TASK BRIEF:
Only the lines from the one bearing "Could you please indicate the man in gray" to the final line should be transcribed, exactly and with both ends included. Pictures are to be left out.
* begin RECORDS SUPPLIED *
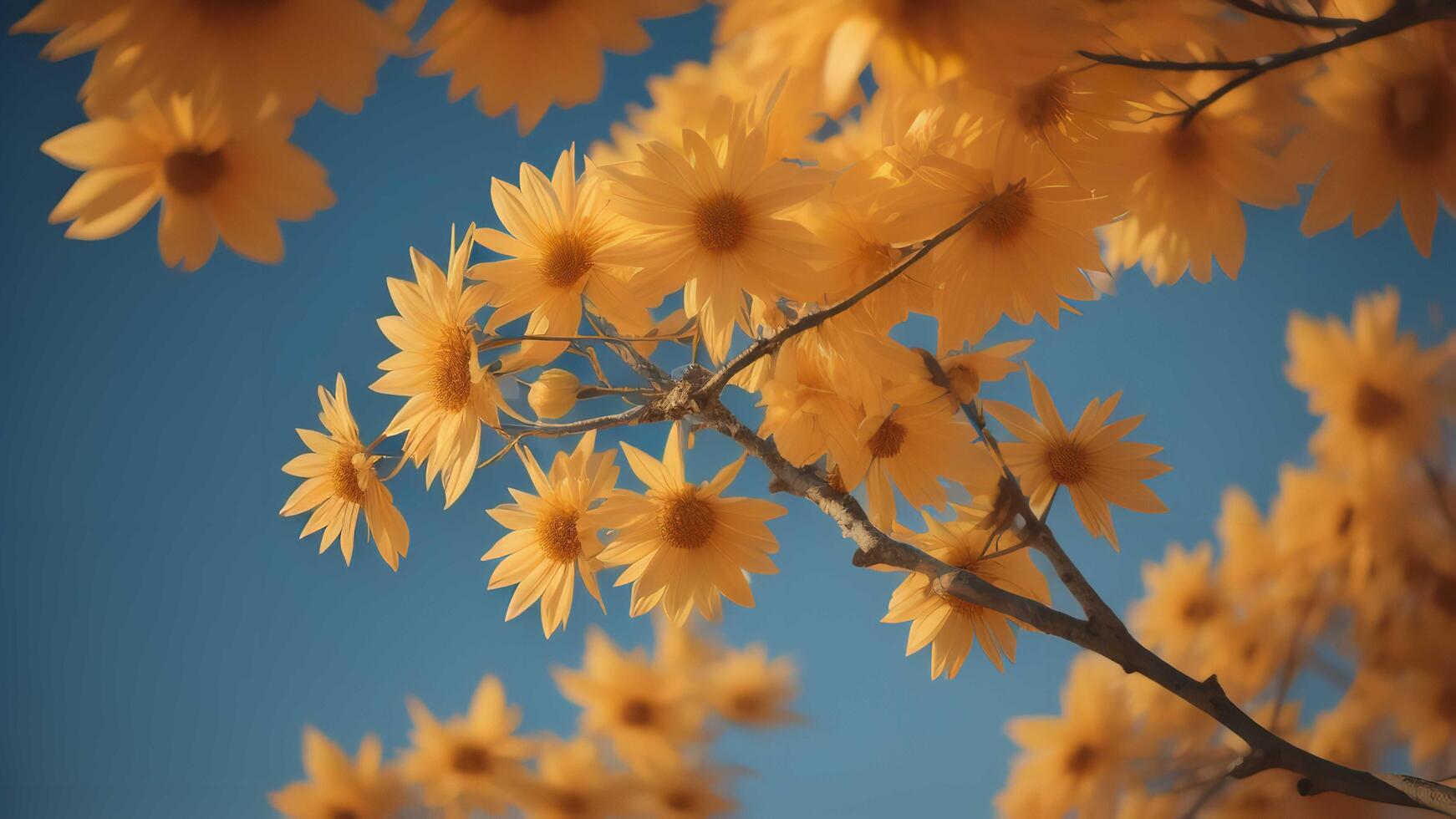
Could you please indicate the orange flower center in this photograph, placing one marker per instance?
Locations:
(1067, 461)
(1375, 408)
(720, 221)
(451, 375)
(1005, 216)
(558, 536)
(638, 713)
(471, 760)
(345, 477)
(567, 259)
(1420, 117)
(192, 172)
(686, 521)
(888, 440)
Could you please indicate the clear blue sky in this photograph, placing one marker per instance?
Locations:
(165, 634)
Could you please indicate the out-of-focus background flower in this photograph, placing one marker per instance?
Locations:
(166, 634)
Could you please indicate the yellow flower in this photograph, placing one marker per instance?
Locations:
(1377, 390)
(574, 781)
(471, 761)
(276, 56)
(558, 239)
(553, 532)
(1024, 255)
(751, 689)
(1077, 760)
(645, 712)
(553, 393)
(1387, 129)
(1091, 460)
(439, 369)
(339, 481)
(213, 174)
(912, 448)
(535, 53)
(339, 787)
(710, 218)
(948, 624)
(685, 544)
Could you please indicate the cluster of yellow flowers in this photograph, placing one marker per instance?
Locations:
(1350, 577)
(647, 728)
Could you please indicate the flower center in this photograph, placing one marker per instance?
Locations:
(567, 259)
(1375, 408)
(451, 377)
(1005, 216)
(720, 221)
(1420, 117)
(345, 477)
(686, 521)
(558, 536)
(1067, 461)
(471, 760)
(887, 441)
(194, 172)
(638, 713)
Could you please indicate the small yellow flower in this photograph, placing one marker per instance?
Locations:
(341, 787)
(685, 544)
(1091, 459)
(339, 482)
(469, 761)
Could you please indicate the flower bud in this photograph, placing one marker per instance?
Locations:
(553, 393)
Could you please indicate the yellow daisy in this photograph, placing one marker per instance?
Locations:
(535, 53)
(471, 761)
(439, 369)
(1387, 129)
(948, 624)
(339, 481)
(912, 448)
(553, 532)
(645, 712)
(710, 220)
(213, 174)
(557, 230)
(259, 56)
(573, 781)
(1091, 460)
(1379, 393)
(685, 544)
(751, 689)
(339, 787)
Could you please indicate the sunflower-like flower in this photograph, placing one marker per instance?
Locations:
(685, 544)
(558, 239)
(471, 761)
(910, 448)
(553, 532)
(948, 624)
(1379, 393)
(645, 712)
(339, 482)
(535, 53)
(573, 781)
(259, 56)
(710, 218)
(1077, 761)
(1387, 129)
(213, 172)
(1091, 459)
(751, 689)
(439, 369)
(339, 786)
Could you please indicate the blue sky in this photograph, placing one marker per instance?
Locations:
(166, 634)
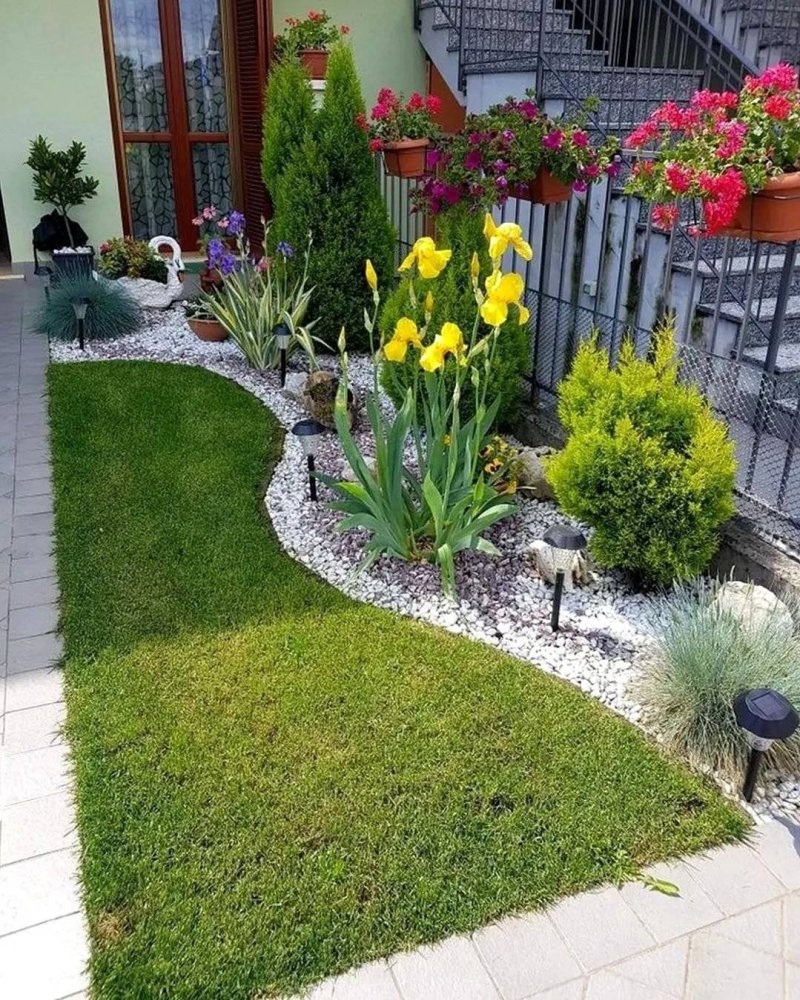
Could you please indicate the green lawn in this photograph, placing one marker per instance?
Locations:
(274, 782)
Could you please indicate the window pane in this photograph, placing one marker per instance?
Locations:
(212, 175)
(203, 66)
(150, 189)
(140, 65)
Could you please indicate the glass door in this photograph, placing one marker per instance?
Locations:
(172, 113)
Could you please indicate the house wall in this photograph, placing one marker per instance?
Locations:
(386, 48)
(53, 82)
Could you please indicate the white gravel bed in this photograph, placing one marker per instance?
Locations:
(502, 602)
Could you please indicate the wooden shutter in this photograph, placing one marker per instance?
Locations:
(252, 38)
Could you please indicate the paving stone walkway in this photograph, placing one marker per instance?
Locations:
(734, 933)
(43, 946)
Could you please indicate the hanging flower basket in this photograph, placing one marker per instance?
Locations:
(315, 61)
(406, 158)
(771, 214)
(207, 329)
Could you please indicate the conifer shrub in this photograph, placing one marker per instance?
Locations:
(454, 302)
(330, 189)
(646, 463)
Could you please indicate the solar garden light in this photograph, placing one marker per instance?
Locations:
(309, 432)
(564, 541)
(765, 716)
(80, 306)
(282, 336)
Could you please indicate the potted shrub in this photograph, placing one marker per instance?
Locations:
(202, 322)
(514, 150)
(57, 181)
(402, 131)
(140, 270)
(216, 233)
(737, 153)
(309, 38)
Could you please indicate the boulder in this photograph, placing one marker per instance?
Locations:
(754, 606)
(319, 398)
(531, 475)
(542, 557)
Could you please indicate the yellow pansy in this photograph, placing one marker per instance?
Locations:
(405, 333)
(449, 341)
(502, 291)
(430, 261)
(507, 234)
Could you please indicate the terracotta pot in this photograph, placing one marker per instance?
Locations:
(544, 189)
(315, 62)
(207, 329)
(209, 280)
(772, 214)
(406, 158)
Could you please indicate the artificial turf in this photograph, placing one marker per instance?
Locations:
(274, 782)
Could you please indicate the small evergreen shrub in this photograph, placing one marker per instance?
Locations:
(288, 120)
(646, 464)
(111, 312)
(454, 302)
(330, 190)
(704, 658)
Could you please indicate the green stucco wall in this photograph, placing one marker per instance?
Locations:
(53, 82)
(385, 44)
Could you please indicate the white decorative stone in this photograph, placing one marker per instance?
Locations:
(754, 606)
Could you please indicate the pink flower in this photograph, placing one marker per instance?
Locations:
(553, 140)
(665, 216)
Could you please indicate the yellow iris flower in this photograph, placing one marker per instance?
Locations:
(507, 234)
(405, 333)
(502, 291)
(449, 341)
(430, 261)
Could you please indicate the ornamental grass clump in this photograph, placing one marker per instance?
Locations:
(441, 498)
(721, 148)
(704, 657)
(646, 463)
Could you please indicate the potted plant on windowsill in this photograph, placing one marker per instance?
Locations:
(309, 38)
(402, 131)
(203, 323)
(514, 150)
(737, 153)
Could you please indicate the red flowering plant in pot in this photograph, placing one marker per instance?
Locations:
(310, 38)
(402, 130)
(738, 154)
(515, 150)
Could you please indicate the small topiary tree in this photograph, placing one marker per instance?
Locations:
(329, 188)
(288, 120)
(454, 302)
(57, 177)
(646, 464)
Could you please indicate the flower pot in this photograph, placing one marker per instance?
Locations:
(544, 189)
(771, 214)
(210, 280)
(406, 158)
(207, 329)
(315, 61)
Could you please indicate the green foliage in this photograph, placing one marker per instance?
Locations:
(276, 783)
(646, 465)
(110, 313)
(57, 176)
(252, 301)
(288, 119)
(125, 257)
(454, 302)
(330, 189)
(705, 657)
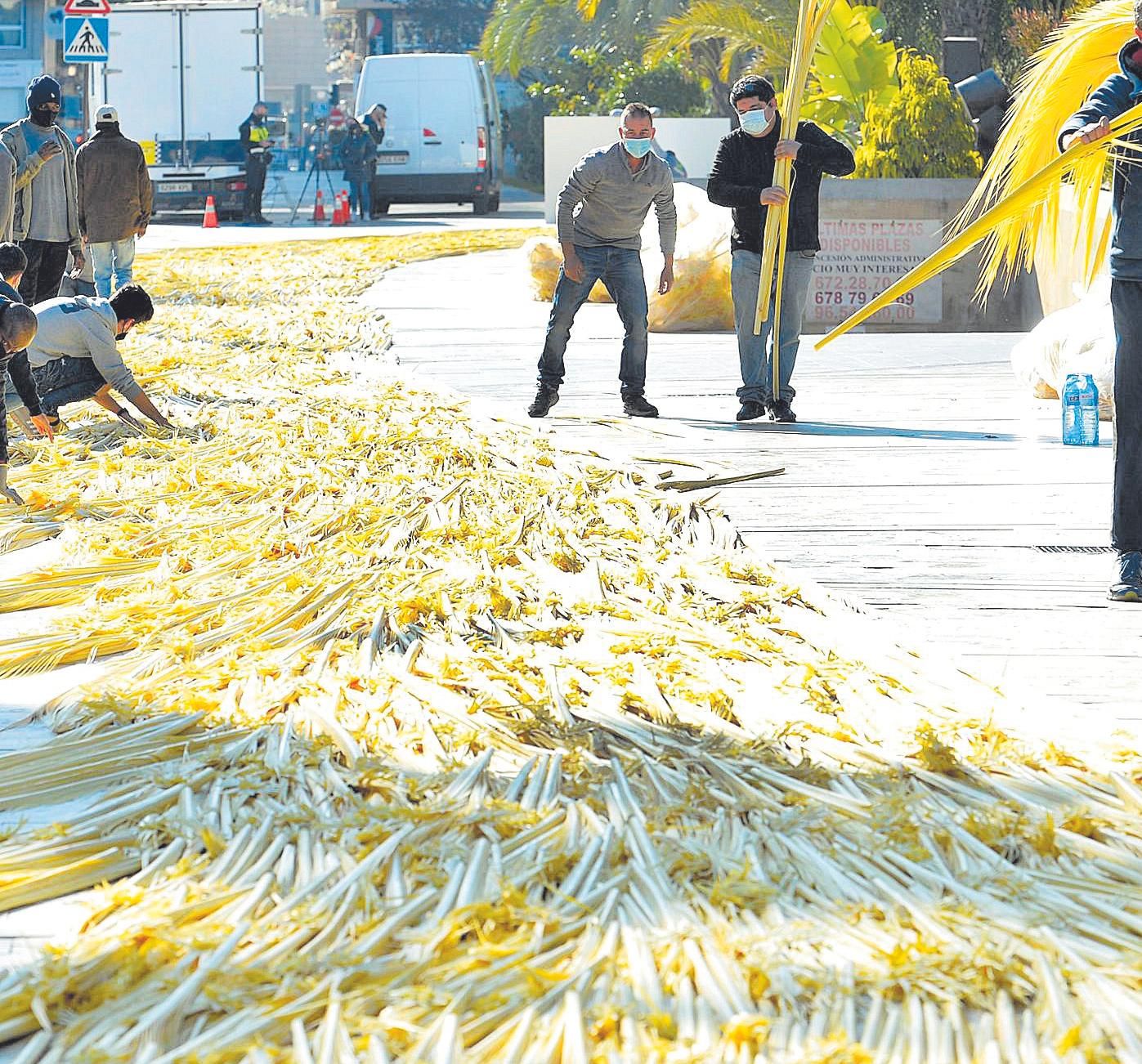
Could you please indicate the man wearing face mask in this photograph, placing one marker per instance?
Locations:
(601, 212)
(742, 178)
(74, 355)
(45, 209)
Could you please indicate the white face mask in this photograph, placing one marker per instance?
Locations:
(755, 121)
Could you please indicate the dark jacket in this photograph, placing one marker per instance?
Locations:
(744, 166)
(374, 129)
(359, 157)
(114, 186)
(15, 367)
(1115, 96)
(255, 136)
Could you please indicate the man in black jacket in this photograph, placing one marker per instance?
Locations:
(256, 143)
(742, 178)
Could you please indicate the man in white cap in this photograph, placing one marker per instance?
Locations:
(114, 200)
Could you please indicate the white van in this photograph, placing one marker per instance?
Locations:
(443, 138)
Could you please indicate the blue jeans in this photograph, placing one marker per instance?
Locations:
(620, 270)
(755, 353)
(65, 380)
(112, 257)
(361, 198)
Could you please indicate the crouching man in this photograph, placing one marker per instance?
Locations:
(74, 355)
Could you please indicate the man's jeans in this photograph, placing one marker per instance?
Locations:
(114, 257)
(756, 351)
(65, 380)
(620, 270)
(1126, 302)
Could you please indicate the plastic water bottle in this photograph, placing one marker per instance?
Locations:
(1081, 411)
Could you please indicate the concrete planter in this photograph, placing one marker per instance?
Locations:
(874, 230)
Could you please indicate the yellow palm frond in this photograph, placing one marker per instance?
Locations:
(1073, 60)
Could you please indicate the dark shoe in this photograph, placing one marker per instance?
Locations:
(1128, 586)
(636, 407)
(781, 411)
(544, 401)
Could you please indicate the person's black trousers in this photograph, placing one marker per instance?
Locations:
(1126, 302)
(256, 167)
(46, 264)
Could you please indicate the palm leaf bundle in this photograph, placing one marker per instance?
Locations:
(1021, 201)
(1014, 212)
(811, 20)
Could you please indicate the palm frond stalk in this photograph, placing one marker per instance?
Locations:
(811, 19)
(1024, 201)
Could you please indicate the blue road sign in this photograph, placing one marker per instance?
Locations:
(85, 39)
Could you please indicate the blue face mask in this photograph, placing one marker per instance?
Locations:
(636, 146)
(755, 121)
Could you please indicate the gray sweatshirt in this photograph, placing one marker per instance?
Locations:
(81, 328)
(615, 201)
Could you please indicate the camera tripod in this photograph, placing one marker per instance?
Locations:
(316, 169)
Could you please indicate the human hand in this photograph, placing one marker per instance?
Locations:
(1090, 132)
(43, 426)
(573, 268)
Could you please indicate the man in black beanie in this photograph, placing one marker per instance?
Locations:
(45, 208)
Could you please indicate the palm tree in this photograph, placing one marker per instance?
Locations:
(721, 38)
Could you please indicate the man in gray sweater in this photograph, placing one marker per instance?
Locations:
(45, 208)
(601, 212)
(74, 355)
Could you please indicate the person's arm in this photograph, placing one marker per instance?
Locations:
(584, 180)
(667, 230)
(143, 405)
(146, 195)
(728, 186)
(80, 192)
(817, 150)
(1092, 120)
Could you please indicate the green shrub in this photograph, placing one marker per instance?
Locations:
(923, 132)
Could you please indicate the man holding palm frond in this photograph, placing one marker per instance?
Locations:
(742, 178)
(1090, 123)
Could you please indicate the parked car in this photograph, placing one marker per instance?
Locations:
(443, 136)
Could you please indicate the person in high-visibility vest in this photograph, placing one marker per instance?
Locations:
(256, 141)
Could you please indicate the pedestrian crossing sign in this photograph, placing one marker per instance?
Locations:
(85, 39)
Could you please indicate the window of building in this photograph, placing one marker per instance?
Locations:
(13, 19)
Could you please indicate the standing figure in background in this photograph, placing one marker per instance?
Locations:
(46, 208)
(256, 143)
(359, 157)
(114, 200)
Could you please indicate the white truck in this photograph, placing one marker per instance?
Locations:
(183, 75)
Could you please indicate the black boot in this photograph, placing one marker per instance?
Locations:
(636, 407)
(546, 397)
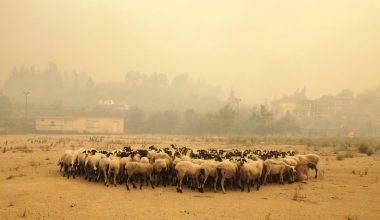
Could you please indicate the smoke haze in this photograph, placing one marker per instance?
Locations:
(262, 49)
* end RECORDS SUPPLIED *
ANSWER BELOW:
Could you please indicate the man in gray sweater in this photograph, placing one marker per instance?
Locations:
(45, 208)
(601, 212)
(74, 355)
Could you please indicate the person's arm in this photograph, placing one marker per instance?
Locations:
(584, 180)
(667, 230)
(143, 405)
(146, 195)
(728, 186)
(80, 192)
(817, 150)
(1092, 120)
Could you please indicate the green shrub in this photograph, placing one marker per instance?
Locations:
(923, 132)
Could you please indicate the man holding palm frond in this photograph, placing one marker per instance?
Locations:
(742, 178)
(1090, 123)
Could you please indicate the parked car in this photograph, placing one marker per instance?
Locations:
(443, 136)
Could you please indicate the person in high-visibility vest in this photograph, placing one marker per instance?
Locations:
(256, 141)
Could you please indicate the pedestrian crossing sign in this photograph, placing one marker per instance?
Locations:
(85, 39)
Could you please indicate the window of building in this photograph, placing one marker per instance?
Locations:
(13, 19)
Could you please indicate the standing figure in background in this photograph, placing one marker per instance?
Locations:
(46, 208)
(256, 143)
(359, 157)
(114, 200)
Could you please indicate the white truck in this photograph, placing one marker per instance?
Locations:
(183, 75)
Could you please indicate the black boot in this photograph, placing one marker per instance?
Locations:
(636, 407)
(546, 397)
Could you please indicate the smoke haze in this photograph, placing one marker per instance?
Locations:
(262, 49)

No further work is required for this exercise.